*THE INPUT*.
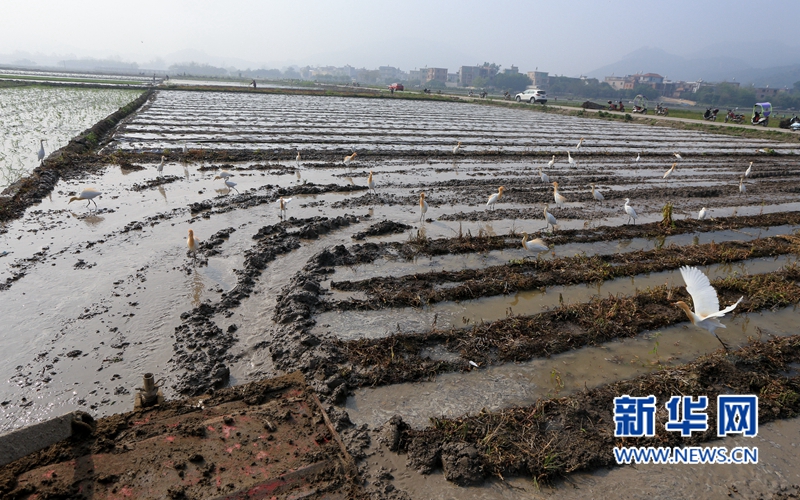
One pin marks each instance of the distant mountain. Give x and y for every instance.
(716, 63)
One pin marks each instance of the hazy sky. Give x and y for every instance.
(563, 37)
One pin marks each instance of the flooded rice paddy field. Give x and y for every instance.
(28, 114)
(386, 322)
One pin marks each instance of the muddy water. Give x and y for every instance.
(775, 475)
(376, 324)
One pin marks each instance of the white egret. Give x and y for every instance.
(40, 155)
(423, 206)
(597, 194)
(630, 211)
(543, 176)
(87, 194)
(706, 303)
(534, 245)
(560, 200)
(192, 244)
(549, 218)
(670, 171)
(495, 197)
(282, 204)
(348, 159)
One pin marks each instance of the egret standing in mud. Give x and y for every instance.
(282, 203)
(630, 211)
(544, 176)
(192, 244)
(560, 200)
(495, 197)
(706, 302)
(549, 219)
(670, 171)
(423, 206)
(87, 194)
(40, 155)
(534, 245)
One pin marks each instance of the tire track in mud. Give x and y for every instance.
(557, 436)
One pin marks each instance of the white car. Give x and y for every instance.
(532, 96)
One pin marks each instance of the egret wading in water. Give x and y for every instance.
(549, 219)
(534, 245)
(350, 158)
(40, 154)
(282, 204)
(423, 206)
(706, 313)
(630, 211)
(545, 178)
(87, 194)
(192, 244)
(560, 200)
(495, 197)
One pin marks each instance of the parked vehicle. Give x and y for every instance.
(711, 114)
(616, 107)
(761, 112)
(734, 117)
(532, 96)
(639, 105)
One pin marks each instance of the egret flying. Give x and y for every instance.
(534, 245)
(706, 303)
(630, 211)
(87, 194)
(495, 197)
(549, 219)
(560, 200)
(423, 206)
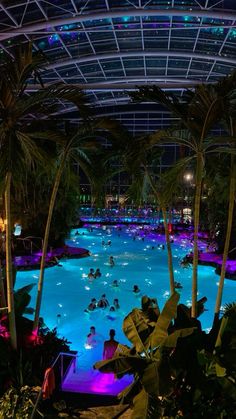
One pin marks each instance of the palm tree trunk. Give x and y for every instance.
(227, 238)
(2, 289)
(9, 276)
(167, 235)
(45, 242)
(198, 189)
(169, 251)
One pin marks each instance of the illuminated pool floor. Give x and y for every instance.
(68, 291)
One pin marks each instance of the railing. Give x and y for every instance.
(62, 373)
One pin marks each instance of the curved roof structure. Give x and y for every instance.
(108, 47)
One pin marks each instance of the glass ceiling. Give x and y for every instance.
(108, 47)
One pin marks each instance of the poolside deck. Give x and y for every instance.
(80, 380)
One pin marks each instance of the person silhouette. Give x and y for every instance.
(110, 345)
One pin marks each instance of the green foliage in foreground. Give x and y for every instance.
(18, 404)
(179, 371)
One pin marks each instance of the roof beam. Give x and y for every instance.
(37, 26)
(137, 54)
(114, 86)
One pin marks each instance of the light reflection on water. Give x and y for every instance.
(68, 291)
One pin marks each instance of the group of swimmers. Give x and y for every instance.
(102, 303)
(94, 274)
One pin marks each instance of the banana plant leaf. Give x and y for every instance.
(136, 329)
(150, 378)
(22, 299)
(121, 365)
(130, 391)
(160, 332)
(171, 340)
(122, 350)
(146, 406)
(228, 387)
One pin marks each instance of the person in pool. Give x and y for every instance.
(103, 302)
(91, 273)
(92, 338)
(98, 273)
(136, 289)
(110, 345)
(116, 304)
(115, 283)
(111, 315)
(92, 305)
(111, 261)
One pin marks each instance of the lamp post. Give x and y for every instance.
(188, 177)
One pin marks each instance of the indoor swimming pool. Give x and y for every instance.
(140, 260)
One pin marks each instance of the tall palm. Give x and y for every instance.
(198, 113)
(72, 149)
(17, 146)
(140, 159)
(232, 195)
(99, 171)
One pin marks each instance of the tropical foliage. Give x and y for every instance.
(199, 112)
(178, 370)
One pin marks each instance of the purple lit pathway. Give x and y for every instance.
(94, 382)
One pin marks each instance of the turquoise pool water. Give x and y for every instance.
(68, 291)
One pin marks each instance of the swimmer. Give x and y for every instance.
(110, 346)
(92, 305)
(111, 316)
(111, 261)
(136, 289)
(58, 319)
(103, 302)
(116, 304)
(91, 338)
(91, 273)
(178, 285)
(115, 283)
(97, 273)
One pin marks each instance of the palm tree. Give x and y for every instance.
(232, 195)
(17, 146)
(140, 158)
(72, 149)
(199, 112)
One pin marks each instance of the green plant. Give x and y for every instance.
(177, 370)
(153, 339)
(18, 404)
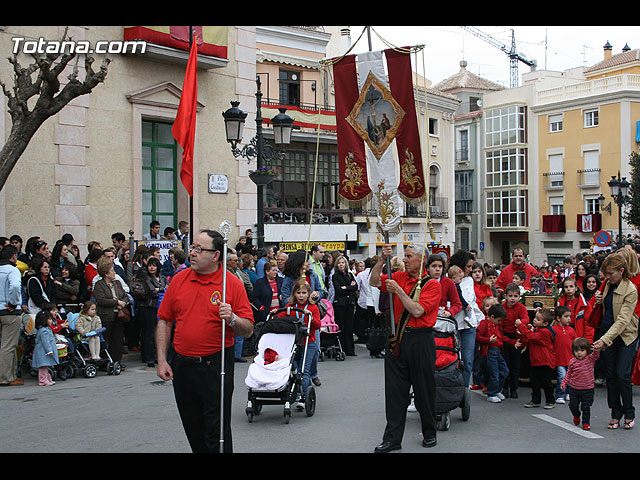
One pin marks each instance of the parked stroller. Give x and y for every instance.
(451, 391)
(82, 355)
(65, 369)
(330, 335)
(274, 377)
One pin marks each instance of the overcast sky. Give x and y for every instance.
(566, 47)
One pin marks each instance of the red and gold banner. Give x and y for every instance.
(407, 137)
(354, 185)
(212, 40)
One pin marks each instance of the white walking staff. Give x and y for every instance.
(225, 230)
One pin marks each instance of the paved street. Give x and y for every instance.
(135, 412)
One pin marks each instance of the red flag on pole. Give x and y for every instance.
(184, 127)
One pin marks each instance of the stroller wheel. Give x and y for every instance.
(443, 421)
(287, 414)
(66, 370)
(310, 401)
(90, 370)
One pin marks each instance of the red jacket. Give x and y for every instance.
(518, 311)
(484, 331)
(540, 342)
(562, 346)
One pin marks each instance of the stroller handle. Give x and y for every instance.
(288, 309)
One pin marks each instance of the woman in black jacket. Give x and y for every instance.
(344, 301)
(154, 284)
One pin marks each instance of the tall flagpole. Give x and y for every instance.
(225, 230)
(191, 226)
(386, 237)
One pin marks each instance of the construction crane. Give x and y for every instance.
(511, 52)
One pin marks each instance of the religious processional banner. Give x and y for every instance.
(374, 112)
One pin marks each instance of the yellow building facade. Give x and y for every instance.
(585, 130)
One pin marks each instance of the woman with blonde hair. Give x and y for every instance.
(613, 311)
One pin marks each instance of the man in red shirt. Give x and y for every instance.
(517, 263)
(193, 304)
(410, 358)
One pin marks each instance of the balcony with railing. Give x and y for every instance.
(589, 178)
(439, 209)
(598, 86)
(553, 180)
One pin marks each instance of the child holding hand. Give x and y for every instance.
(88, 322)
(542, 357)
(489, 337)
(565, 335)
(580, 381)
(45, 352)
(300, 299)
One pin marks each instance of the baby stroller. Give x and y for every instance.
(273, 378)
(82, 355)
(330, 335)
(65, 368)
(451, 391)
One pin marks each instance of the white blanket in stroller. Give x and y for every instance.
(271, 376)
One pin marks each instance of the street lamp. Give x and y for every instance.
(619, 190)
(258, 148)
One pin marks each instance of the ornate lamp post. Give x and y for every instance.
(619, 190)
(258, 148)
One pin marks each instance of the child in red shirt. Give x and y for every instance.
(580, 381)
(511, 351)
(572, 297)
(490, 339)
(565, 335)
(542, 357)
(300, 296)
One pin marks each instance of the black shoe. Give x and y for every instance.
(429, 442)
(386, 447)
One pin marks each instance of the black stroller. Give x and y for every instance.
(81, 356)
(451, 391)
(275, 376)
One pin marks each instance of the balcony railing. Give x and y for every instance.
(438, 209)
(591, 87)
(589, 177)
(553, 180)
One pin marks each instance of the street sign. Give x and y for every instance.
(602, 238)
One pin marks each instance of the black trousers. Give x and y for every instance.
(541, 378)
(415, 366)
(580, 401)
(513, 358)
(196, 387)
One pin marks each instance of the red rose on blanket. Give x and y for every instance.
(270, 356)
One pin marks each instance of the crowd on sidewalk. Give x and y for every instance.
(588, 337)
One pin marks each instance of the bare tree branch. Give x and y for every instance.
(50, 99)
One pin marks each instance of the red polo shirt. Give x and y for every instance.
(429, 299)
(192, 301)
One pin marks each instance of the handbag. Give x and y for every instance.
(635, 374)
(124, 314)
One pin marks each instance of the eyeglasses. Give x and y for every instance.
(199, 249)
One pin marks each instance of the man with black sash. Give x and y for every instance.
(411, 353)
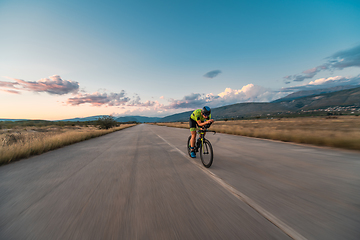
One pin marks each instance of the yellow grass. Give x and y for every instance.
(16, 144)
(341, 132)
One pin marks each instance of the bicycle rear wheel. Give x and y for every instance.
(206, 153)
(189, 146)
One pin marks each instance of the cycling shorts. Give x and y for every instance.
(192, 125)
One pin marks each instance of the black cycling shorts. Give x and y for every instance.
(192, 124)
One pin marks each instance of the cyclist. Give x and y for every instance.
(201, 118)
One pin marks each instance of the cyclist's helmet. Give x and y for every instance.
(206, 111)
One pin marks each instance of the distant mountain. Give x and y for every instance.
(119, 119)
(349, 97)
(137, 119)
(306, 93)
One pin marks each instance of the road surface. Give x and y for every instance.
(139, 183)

*WRITTEN PROBLEM*. Convert the data into a numbered list, starting with the line that contains "One pin marks each instance of the eyeglasses." and running through the end of the data. Skip any blank lines and leave the pictures out.

*EXERCISE RESPONSE*.
1. One pin marks each instance of the eyeglasses. Give x and y for every instance.
2. (199, 249)
3. One pin marks each instance of the man with black sash. Give x and y for every instance.
4. (411, 353)
5. One pin marks each instance of the yellow grass. Give x and y for every instance.
6. (16, 144)
7. (341, 132)
8. One pin marks each instance of the bicycle rear wheel. Give x and y for every instance.
9. (206, 153)
10. (189, 146)
11. One pin marks each instance of the cycling shorts. Give x and y for every instance.
12. (192, 125)
13. One pin marks each instance of the black cycling shorts. Give x and y for every instance.
14. (192, 124)
15. One pin marks each instance of the cyclist. Give x and y for every instance.
16. (201, 118)
17. One pin marks each instance of the cyclist's helmet. Give x and y for every instance.
18. (206, 111)
19. One pin marks each instance of the distant mountain. Give x and y for every instance.
20. (119, 119)
21. (349, 97)
22. (137, 119)
23. (306, 93)
24. One pin marks each instance of the road surface. Give x and y for every instance.
25. (139, 183)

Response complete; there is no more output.